*Exercise objective*
Repeat the whole listing exactly as written.

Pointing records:
+++

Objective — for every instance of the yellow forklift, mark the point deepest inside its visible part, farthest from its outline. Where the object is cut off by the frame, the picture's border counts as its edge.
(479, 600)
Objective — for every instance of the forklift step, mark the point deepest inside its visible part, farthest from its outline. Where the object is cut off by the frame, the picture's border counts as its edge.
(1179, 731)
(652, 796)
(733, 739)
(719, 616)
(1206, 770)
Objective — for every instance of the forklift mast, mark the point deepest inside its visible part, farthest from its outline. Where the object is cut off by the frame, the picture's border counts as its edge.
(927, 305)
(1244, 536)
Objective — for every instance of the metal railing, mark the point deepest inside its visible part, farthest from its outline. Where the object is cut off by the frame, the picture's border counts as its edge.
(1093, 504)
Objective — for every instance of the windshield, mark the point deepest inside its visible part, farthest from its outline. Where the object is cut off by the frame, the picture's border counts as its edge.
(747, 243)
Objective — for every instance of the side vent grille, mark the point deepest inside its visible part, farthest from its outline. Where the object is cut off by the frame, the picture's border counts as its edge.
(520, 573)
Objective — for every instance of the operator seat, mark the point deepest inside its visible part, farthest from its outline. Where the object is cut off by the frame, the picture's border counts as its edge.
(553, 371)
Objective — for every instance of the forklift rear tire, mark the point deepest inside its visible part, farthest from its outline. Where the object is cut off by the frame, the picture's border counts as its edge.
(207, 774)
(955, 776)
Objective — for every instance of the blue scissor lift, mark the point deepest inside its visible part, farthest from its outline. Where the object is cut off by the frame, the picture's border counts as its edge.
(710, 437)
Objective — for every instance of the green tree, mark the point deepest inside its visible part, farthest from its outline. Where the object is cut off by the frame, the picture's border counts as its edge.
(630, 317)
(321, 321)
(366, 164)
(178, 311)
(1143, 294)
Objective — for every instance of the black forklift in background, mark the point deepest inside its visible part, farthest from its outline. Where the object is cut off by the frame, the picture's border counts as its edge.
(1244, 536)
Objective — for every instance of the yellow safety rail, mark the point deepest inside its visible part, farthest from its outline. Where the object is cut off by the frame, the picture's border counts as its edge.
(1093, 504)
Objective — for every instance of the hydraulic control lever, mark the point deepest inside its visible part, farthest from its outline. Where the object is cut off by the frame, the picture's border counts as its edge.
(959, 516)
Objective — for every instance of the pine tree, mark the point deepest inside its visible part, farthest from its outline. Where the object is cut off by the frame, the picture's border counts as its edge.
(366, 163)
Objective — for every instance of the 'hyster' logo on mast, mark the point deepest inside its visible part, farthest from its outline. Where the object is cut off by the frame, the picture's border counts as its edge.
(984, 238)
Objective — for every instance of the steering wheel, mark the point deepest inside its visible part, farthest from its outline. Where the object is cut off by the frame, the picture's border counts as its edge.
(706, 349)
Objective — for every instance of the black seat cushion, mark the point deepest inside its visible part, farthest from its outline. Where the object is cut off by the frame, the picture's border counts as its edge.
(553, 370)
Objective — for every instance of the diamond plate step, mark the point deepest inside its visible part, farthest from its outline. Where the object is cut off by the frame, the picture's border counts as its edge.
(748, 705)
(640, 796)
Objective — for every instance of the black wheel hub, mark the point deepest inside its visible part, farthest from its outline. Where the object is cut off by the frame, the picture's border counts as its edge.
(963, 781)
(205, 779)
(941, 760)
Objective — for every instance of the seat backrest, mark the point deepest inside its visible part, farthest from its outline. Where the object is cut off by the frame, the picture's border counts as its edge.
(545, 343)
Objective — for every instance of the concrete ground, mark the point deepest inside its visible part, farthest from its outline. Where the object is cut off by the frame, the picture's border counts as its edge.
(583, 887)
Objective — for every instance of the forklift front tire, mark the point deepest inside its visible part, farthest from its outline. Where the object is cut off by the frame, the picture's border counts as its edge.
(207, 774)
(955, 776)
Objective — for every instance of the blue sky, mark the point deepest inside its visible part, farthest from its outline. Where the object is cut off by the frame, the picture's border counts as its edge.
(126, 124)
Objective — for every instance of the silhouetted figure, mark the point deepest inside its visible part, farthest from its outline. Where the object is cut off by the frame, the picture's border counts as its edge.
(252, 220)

+++

*Exercise response*
Objective — for every instance of the yellow forklift, mark the point deepest inside its visible part, farthest from its outline. Where the object is cut off by the frame, the picture's border counts as its edge.
(479, 600)
Objective — for every instance of the forklift step, mark the point deepest inside its visible part, farthest from its outline. Where the object is cut off by the frame, the picture's border counts as its edge.
(1179, 731)
(652, 796)
(733, 739)
(719, 616)
(1206, 770)
Objective — for every instance of the forklift mast, mark the point deepest inside its visible part, farthest from its outline. Where the object is cut off by the frame, the picture's border counts as its edge.
(927, 305)
(1244, 536)
Objective — for every instance of the metal railing, mark the point deepest inside its visible part, farthest from its outline. Where the object is cut off by the frame, the picture's border counts as its edge.
(1093, 504)
Objective — for every instance of the windshield, mark the point deepest inside its visible part, farthest from its outline. Where the object is cut off by the frame, the picture's border counts as its edge.
(747, 243)
Objective — for every instance of the side vent grille, mark the point deepest inside its visible part, farthest from its outline. Where the object is cut off by the frame, the picture's border counts as its edge.
(520, 573)
Objective — for every instance of the operator seat, mark the point deepest inside its visible part, farthest from its outline. Where the object is cut off by the frame, the picture's border counts as its edge.
(553, 371)
Objective — for every instance of the forklift rear tire, mark the point deepest inside its visible part, farthest from its outline. Where the object is cut off by the frame, the picture's border counts as its edge.
(207, 774)
(955, 776)
Objective — for every instance of the blue scissor lift, mark the point deepest inside its visible part, farthest from its outline. Where the object is cut off by the frame, the picture's border counts as its edge.
(710, 437)
Objective — for every instance of the green tree, mark the point deepest inside its visible part, farthest from its outline. Where the object is cut off by the frame, the picture's border counts as its edge.
(630, 317)
(321, 321)
(366, 164)
(178, 311)
(1143, 294)
Objective — for every instance of the black forklift in background, mark the point deepest inside its visible part, farthest from its outline. Where the object is cut off by the frame, the picture's border counts as its edge.
(1244, 536)
Objective — for every instance of the yellow safety rail, mark the point deepest inside its visible part, farthest from its outline. Where the object is cut off by the frame, the picture's border counts as its edge.
(1093, 504)
Objective — for every instance of the hydraulic control lever, mark the point deepest inside its visible part, farthest from its outline. Where the object is cut off by the frame, the picture's border counts as its edge.
(959, 516)
Objective — for every instance of the pine tree, mark the point deepest inside its visible part, farthest from its outline. Where the object is cut off by the frame, the picture's border counts as its edge.
(366, 163)
Objective — for every instance of the 'hyster' logo on mast, mark the point deepest inside its visible part, farthest from its outline. Where the object is cut off by the frame, the picture's border counts as its edge.
(984, 238)
Objective — for every instance of the steering wheel, mark the point deepest inside its visible part, farthest from its outline. Where the object is cut off by the frame, the picture's border counts as its edge.
(706, 349)
Objective — for every instance of the black seat cushion, mark the point deepest inside its visible part, farthest from its outline. Where the object is cut off by the frame, the picture's border counts as its edge.
(553, 370)
Objective — for every instance of the diamond plate step, mark the point deepest inside its visible part, farthest from its outline. Where the object is cut off by the frame, the picture's border counts as its edge.
(748, 705)
(640, 796)
Objective — for every instance of the black wheel hub, mark the point deepest inside its visible part, farthest from its outline. Where the object is cut off by the frame, the picture's border counts as its edge.
(963, 781)
(205, 779)
(941, 760)
Objective — for every instance of the seat backrest, mark the point deepest inside its visible part, farthest from its outline. Where the object is cut off by the frame, the picture's border counts as its edge.
(545, 343)
Objective — for every instance of the concrete ground, mark the point deepest inside its visible part, farthest from its outline. Where the object is cut off by the frame, the picture's border counts as its edge.
(583, 887)
Objective — for every instance of the forklift front tire, mark the point deepest inside its visible part, farthest from its outline. Where the object is cut off by the frame, the picture's border counts as its edge.
(207, 774)
(955, 776)
Objective — for every instance of the blue sky, mark the point deepest inside its visible part, farthest from its outline. Where the object is cut off by the frame, the picture's border counts as its edge.
(126, 124)
Objective — for every instance of the silhouetted figure, mark the point deepest inside its visible part, farthest from its outline. Where the object is cut off by the frame, the picture's border counts as its edge.
(252, 220)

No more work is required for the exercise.